— begin Document excerpt —

We were staying – my mother Sue, grandmothe­r, Kitty, and I – in a guest house in Portmellon. Mum had bought me my first ever fishing rod that morning and I was allowed to try it out. On my first attempt, the tide was right in and I was fishing off the road. I cast my first ever line and it landed in my grandmothe­r’s hair. The next day I went down on to the beach. You could do that in those days. Now it’s not so common, though I think they still do it on Chesil Beach in Dorset.

I can still see my nan sitting there smiling at me as I cast off. Pretty soon I had caught a mackerel. My first fish, with my first fishing rod. There’s no feeling like it. You’re standing there, willing a fish to bite, then comes the moment when you feel the tug on your line and it’s a fight between you and the fish. Then the excitement of waiting to see what it will be as it rises out of the water.

Nan cooked the mackerel that night, frying it in butter, as we did all our fish then. We had it with bread and butter. It’s still how I prefer to eat all fish and seafood – unadorned, tasting just as it should, fresh from the sea.

After that holiday I was hooked. I was growing up in Weston-super-mare, on a council estate called the Coronation. I was already in love with the sea, but it was so different where we lived. Cornwall’s crystal-clear blue waters and dinky fishing villages seemed a world away from the black water and muddy beaches of home. Not that that stopped me from heading to the beach every day after school to fish when the tide went out, and pinch a few from people’s nets if I didn’t have any luck.

— end Document excerpt —
— begin Dataset extract —

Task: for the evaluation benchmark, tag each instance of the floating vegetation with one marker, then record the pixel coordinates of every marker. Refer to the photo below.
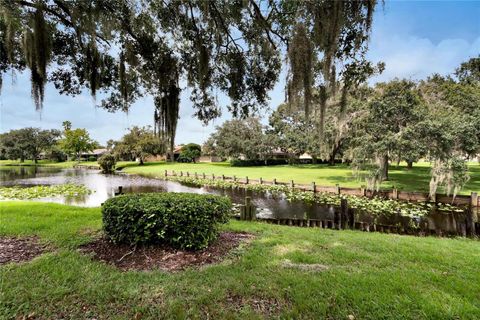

— end Dataset extract —

Task objective ::
Answer these about the fishing excerpt:
1. Where did the first cast land?
2. What was the first fish caught?
3. What was the council estate called?

Answer for this exercise ::
1. In the grandmother's hair.
2. A mackerel.
3. The Coronation.